(Image point annotation entries)

+ + +

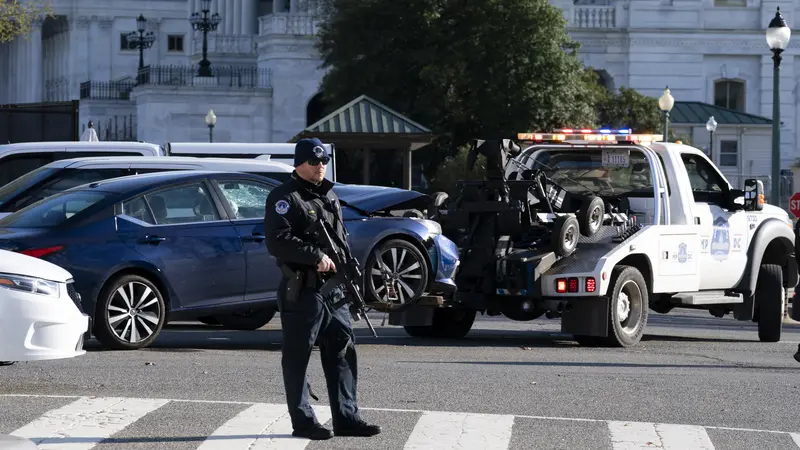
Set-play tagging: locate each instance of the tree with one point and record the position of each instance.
(18, 17)
(466, 69)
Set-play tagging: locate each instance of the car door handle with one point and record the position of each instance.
(255, 238)
(152, 239)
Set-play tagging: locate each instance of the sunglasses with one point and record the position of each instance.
(316, 161)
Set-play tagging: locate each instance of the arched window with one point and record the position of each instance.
(729, 94)
(316, 109)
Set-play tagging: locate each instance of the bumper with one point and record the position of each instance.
(35, 327)
(444, 258)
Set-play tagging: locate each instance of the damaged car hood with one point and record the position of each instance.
(372, 199)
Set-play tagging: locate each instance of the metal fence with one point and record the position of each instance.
(116, 128)
(107, 90)
(244, 77)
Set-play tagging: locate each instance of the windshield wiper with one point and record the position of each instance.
(359, 210)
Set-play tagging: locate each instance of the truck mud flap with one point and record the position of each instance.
(586, 317)
(419, 314)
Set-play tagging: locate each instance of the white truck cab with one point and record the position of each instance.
(20, 158)
(698, 241)
(598, 227)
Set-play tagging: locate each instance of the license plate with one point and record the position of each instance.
(616, 158)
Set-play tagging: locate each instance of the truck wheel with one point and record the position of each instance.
(769, 301)
(565, 235)
(590, 216)
(449, 323)
(628, 307)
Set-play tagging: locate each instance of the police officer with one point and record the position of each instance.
(307, 317)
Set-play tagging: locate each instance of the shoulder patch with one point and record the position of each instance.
(281, 207)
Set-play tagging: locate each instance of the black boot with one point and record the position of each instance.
(358, 428)
(315, 433)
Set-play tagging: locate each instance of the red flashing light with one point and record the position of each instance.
(572, 285)
(39, 252)
(591, 284)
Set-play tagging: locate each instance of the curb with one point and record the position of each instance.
(8, 442)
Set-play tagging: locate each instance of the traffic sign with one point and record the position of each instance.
(794, 204)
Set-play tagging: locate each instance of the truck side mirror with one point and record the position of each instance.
(753, 194)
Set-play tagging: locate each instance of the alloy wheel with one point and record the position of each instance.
(404, 275)
(133, 312)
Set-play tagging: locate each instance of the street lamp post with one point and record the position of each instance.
(778, 35)
(665, 103)
(141, 41)
(205, 24)
(711, 126)
(211, 120)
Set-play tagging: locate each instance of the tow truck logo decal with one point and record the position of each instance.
(720, 239)
(683, 253)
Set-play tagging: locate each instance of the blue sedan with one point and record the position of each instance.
(149, 249)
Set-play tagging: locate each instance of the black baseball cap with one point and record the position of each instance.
(310, 150)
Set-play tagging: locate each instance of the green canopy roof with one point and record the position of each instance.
(366, 115)
(698, 113)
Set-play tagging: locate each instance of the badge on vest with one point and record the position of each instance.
(281, 207)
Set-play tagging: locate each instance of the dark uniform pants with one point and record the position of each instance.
(308, 320)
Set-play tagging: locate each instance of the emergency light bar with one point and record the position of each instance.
(595, 136)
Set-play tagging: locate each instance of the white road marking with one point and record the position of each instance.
(437, 430)
(641, 435)
(86, 422)
(262, 426)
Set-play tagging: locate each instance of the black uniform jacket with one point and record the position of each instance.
(291, 209)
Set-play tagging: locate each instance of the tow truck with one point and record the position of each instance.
(597, 228)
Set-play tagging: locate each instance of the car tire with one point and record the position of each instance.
(249, 320)
(769, 301)
(628, 307)
(590, 216)
(111, 304)
(400, 256)
(565, 235)
(448, 323)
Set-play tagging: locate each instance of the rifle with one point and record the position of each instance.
(347, 270)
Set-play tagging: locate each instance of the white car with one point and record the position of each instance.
(39, 316)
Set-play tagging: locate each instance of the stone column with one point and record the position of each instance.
(229, 17)
(237, 17)
(37, 79)
(249, 17)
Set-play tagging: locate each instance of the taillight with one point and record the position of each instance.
(39, 252)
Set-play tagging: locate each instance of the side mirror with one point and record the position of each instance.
(736, 200)
(753, 194)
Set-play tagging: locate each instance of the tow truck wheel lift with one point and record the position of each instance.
(505, 250)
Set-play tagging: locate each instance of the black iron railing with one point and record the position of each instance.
(243, 77)
(107, 90)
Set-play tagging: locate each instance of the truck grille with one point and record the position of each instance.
(73, 294)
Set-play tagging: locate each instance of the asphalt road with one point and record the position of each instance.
(690, 368)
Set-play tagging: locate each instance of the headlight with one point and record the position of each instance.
(29, 284)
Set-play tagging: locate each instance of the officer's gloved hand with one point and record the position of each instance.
(326, 265)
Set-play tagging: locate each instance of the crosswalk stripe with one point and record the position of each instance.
(82, 424)
(437, 430)
(262, 426)
(641, 435)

+ + +

Problem description
All of the data needs repeating exactly, but the pictures do not.

Finished exercise
Set-play tagging: locate each instance of the tree with one point and record the position of each instance.
(18, 17)
(466, 69)
Set-play tagging: locate each instance of the car door handle with one point and record the position of each instance.
(255, 238)
(152, 239)
Set-play tagging: locate each instance of the sunglasses with one point and record the position of each instance.
(316, 161)
Set-play tagging: locate each instance of the arched window with one point and record the position of each instance.
(729, 94)
(316, 109)
Set-play tagging: locate each instance of the bumper with one point and record the position of each instance.
(35, 327)
(444, 258)
Set-play tagging: locate each instance of the damaged car hood with one point and record the position of each instance.
(372, 199)
Set-play tagging: locate each instance of the metal fence with one point and record the position of each instance.
(116, 128)
(107, 90)
(244, 77)
Set-play tagging: locate each instance of the windshield wiper with one point and record the position of each instance.
(359, 210)
Set-play tagging: locate each instance of the truck mud flap with one point and record the position of each instance.
(586, 317)
(419, 314)
Set-play tagging: locate each instance of the white truck cab with one point and record the position of each instance.
(20, 158)
(698, 241)
(598, 227)
Set-play tagging: locate each instance of the license plate with one point and record the position of each instance.
(616, 158)
Set-play tagging: locate each instance of the truck wheel with one point and record the position of each instance.
(769, 301)
(565, 235)
(590, 216)
(449, 323)
(628, 307)
Set-play tagging: locate each instance of the police officer with one point and record the position of each instance.
(307, 317)
Set-play tagging: locate each instance of the shoulder patch with one point and record the position of each instance.
(281, 207)
Set-play tagging: locate each instance of the black boot with one point and record the position of each instance.
(358, 428)
(315, 433)
Set-play tagging: locate each instance of the red flashing light with one point and record the position of each instance.
(572, 285)
(39, 252)
(591, 284)
Set-play tagging: locate each instance of the curb with one point and record the position of each instance.
(8, 442)
Set-play tagging: locate each instance of the traffic sign with one point and record the position of each instance.
(794, 204)
Set-play tagging: locate each instance of the truck side mirror with one point and record the position of each instance.
(753, 194)
Set-play tagging: locate each instance of the alloy wheel with one point and record the position of each instance.
(404, 275)
(133, 312)
Set-play tagging: locate each instance of the street lamp post with one point and record the position of each instance.
(778, 35)
(665, 103)
(141, 41)
(205, 24)
(711, 126)
(211, 120)
Set-play tagging: locate each instance of the tow truck logo decal with one point and record the position of each instance.
(720, 239)
(683, 253)
Set-play tagging: locate each instance of the blue sedan with one point and record the position of each instance.
(149, 249)
Set-play tagging: locate each instance of the black baseball cap with one point and record the position of each instance.
(310, 150)
Set-play tagging: locate each instance of the green canopy roof with one point and record the position of each instance.
(366, 115)
(698, 113)
Set-play tagging: locate each instance of the badge on vest with one point and record the position of each instance.
(281, 207)
Set-play tagging: locate each instance of the dark uniform pants with one point and record the position of each instance.
(308, 320)
Set-play tagging: locate each instance of the emergency light bar with one point and record the position of each instance.
(595, 136)
Set-play tagging: locate each instance of the white road marking with one point and record the position of each instance.
(437, 430)
(641, 435)
(86, 422)
(262, 426)
Set-play tagging: locate each instance of the black uniform jacket with one point and record the position of each instance.
(291, 209)
Set-play tagging: locate each instance of the tow truck with one point and record the position of each instance.
(597, 228)
Set-play tagging: locate each instance of the car tire with one point and record the position of each instance.
(249, 320)
(769, 301)
(628, 307)
(590, 216)
(111, 304)
(400, 256)
(565, 235)
(448, 323)
Set-play tagging: locate each instance of the rifle with one point and record the position of each instance.
(347, 270)
Set-play tagging: locate each instance of the white car with one point and record the position of each instance.
(39, 316)
Set-play tagging: locate each instance of the stone column with one point and record the position of each instance.
(229, 17)
(237, 17)
(37, 79)
(249, 17)
Set-play tagging: locate each instance of the taillight with one point and record the position of each instance.
(39, 252)
Set-play tagging: locate each instance of the side mirror with one point and record the position of each instance.
(736, 200)
(753, 194)
Set-play tagging: locate each instance of the tow truck wheel lift with one point and record the position of each instance.
(505, 250)
Set-play tagging: locate each instance of the black iron railing with one point and record the position of each instance.
(243, 77)
(107, 90)
Set-play tagging: locate each instance of the truck grille with one point and record the position of each instance.
(73, 294)
Set-play tagging: locate each instance of the asphalt road with one point and record the position of each instance.
(690, 368)
Set-play tagging: locate each instance of the headlight with one point and record the position of each instance.
(29, 284)
Set-play tagging: locate each instance of the officer's gloved hand with one point and record the position of each instance.
(326, 265)
Set-play tagging: locate each instance of the crosswalk stripe with one point and record the position of each instance.
(82, 424)
(437, 430)
(262, 426)
(641, 435)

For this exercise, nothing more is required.